## Data to use
################

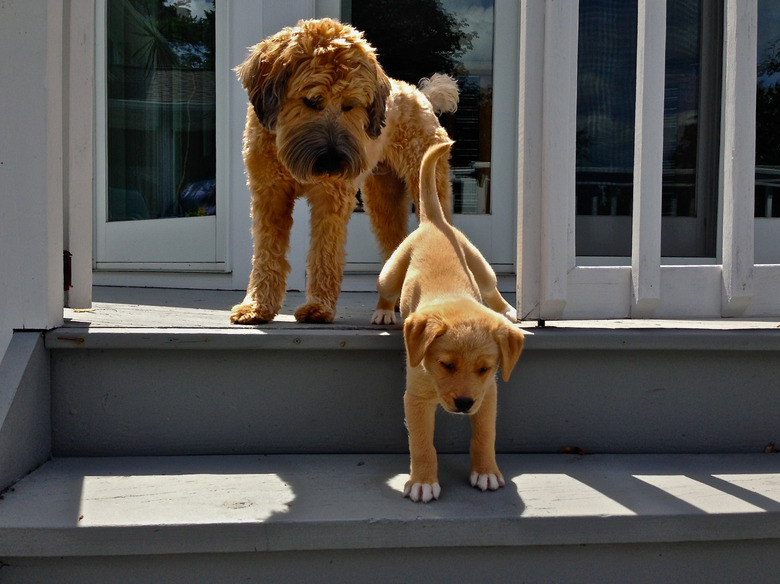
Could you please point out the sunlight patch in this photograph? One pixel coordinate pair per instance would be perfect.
(559, 495)
(699, 495)
(182, 499)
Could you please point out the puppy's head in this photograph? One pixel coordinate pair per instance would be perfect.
(461, 345)
(319, 86)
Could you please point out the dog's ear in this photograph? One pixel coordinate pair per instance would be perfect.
(510, 345)
(378, 107)
(420, 330)
(265, 80)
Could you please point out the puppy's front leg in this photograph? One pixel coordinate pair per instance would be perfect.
(484, 470)
(331, 207)
(271, 223)
(390, 283)
(423, 483)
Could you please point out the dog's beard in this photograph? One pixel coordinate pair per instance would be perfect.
(312, 151)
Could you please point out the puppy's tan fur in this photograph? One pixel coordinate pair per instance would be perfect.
(454, 343)
(324, 119)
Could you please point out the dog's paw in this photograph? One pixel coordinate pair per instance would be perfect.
(314, 312)
(511, 313)
(251, 314)
(424, 492)
(383, 317)
(486, 481)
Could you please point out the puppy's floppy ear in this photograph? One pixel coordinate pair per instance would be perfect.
(510, 345)
(377, 108)
(420, 330)
(265, 80)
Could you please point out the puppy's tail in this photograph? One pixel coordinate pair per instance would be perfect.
(430, 207)
(441, 91)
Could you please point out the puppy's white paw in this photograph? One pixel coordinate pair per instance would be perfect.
(383, 317)
(511, 313)
(483, 482)
(422, 492)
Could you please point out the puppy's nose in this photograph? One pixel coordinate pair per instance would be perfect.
(463, 404)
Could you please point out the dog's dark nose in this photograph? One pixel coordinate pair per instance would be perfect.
(463, 404)
(330, 162)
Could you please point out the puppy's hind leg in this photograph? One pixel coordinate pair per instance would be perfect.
(390, 283)
(486, 280)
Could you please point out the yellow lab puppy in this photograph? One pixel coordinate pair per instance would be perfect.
(454, 343)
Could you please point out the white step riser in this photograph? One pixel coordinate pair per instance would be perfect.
(604, 399)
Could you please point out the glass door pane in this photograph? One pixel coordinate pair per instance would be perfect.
(159, 132)
(161, 110)
(767, 201)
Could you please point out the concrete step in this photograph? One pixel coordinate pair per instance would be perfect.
(129, 391)
(342, 518)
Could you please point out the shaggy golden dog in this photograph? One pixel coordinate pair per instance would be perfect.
(454, 343)
(323, 121)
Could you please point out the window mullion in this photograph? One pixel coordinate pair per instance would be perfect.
(559, 123)
(648, 157)
(739, 98)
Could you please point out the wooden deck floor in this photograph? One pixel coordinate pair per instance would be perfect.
(118, 307)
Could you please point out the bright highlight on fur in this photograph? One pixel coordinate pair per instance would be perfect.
(324, 120)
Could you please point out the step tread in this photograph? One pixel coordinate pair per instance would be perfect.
(155, 505)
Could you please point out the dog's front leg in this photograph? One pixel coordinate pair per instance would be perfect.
(423, 483)
(331, 207)
(271, 224)
(484, 469)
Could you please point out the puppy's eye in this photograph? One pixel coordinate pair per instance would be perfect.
(316, 105)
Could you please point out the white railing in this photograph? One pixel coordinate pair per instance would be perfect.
(553, 283)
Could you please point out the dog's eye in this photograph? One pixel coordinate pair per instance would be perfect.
(312, 104)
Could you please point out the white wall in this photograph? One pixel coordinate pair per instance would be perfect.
(30, 166)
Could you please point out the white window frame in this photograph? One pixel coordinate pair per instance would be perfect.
(553, 283)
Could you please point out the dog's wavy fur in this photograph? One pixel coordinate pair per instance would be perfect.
(324, 120)
(454, 343)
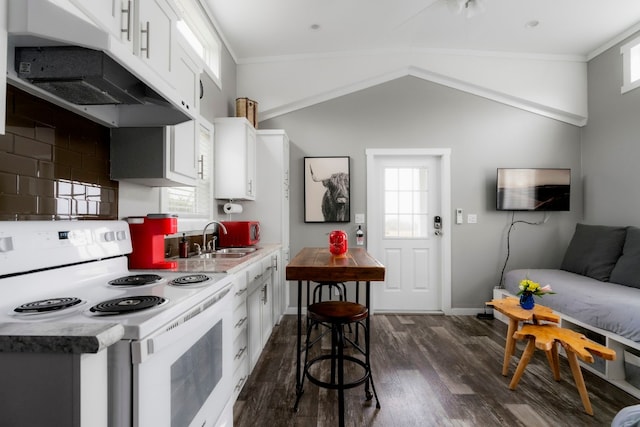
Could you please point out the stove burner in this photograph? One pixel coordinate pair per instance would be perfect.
(127, 304)
(135, 280)
(189, 280)
(47, 305)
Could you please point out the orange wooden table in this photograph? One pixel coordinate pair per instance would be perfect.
(510, 307)
(319, 265)
(576, 345)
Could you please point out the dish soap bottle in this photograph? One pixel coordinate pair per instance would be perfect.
(359, 236)
(183, 247)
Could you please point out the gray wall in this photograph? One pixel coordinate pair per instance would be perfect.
(611, 145)
(483, 135)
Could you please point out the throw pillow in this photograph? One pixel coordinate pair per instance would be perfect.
(594, 250)
(627, 269)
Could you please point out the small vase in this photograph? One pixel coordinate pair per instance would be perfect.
(526, 301)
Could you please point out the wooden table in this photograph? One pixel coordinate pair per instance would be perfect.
(319, 265)
(546, 337)
(510, 307)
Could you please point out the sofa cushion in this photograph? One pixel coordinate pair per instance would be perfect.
(594, 250)
(627, 269)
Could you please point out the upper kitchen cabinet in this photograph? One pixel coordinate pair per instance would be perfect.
(235, 159)
(146, 27)
(114, 16)
(156, 157)
(139, 43)
(187, 67)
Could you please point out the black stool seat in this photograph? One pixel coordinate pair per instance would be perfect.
(336, 315)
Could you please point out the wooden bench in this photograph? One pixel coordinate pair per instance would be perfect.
(545, 337)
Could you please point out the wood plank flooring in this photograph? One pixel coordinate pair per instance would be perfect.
(429, 370)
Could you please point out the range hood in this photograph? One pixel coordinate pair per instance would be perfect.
(82, 76)
(55, 52)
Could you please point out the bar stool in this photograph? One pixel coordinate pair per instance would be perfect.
(336, 315)
(319, 287)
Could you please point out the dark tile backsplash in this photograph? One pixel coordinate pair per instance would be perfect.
(54, 164)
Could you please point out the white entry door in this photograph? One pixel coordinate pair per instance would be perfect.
(407, 227)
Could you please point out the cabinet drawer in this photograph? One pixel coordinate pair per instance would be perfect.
(239, 350)
(239, 320)
(240, 377)
(255, 272)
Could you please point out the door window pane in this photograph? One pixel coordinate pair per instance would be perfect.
(405, 202)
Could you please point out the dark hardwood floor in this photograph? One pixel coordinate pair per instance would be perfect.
(429, 370)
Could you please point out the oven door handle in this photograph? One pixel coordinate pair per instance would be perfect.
(200, 320)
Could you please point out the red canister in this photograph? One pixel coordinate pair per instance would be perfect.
(338, 242)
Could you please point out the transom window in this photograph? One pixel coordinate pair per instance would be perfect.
(630, 65)
(199, 32)
(405, 202)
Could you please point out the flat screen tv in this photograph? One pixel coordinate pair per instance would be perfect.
(533, 189)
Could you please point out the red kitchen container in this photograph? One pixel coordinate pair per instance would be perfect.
(147, 239)
(338, 242)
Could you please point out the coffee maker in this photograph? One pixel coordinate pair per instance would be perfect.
(147, 239)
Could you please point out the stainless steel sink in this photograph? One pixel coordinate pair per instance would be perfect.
(214, 255)
(235, 250)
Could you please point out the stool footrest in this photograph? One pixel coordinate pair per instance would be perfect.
(334, 385)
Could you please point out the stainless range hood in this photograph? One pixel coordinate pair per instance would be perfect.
(81, 76)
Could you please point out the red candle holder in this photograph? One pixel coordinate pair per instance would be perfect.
(338, 242)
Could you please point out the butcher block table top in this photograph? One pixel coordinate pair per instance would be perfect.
(319, 265)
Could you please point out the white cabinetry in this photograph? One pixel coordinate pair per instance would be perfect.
(271, 206)
(113, 16)
(146, 27)
(157, 157)
(240, 344)
(259, 308)
(154, 34)
(186, 70)
(235, 159)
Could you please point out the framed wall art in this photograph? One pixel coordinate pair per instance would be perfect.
(326, 189)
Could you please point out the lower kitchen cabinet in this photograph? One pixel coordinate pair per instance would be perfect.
(240, 344)
(259, 308)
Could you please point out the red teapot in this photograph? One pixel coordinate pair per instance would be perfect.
(338, 242)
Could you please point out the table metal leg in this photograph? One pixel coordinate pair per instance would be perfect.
(299, 390)
(509, 346)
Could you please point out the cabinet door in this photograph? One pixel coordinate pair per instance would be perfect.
(115, 16)
(267, 310)
(155, 35)
(254, 328)
(251, 163)
(235, 158)
(186, 76)
(183, 151)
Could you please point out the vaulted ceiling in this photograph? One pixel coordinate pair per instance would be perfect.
(575, 28)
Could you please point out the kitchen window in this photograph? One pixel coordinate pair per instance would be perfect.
(630, 65)
(194, 202)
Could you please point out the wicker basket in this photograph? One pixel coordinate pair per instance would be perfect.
(248, 108)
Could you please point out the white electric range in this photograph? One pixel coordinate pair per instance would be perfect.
(171, 368)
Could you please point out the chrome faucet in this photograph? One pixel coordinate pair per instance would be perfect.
(204, 233)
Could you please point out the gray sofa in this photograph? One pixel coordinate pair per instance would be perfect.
(598, 282)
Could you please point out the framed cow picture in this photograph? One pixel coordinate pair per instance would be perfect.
(326, 189)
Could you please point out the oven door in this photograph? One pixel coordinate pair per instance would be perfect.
(182, 377)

################

Starting at the line that contains "Could you please point out the vaulted", output each remaining line of the listing, the last line included, exactly as it appears.

Could you please point out the vaulted ceiling in this photograph? One pixel coordinate pair per instance would be perfect.
(575, 28)
Could you please point out the kitchen window in this photograph? One pixel coordinate pair per instance would be perfect.
(630, 65)
(194, 202)
Could you please point out the wicker basket in this photograph? One pixel coordinate pair per instance would be perfect.
(248, 108)
Could you please point out the white electric range in this photograph? One pixel coordinate pair per instance would be perfect.
(171, 368)
Could you please point out the chrome faucet in this photograph? One pixel coordinate pair per instance would be perfect.
(204, 233)
Could you please point out the gray sofa in this photograph? One pixel coordinate pair per instance would be perfect.
(598, 282)
Could you please point out the framed cow picture in this photograph? One pixel coordinate pair per instance would be perfect.
(326, 189)
Could you please point out the oven door in this photograph? One pixel coordinate pair per instance would be perfect.
(182, 377)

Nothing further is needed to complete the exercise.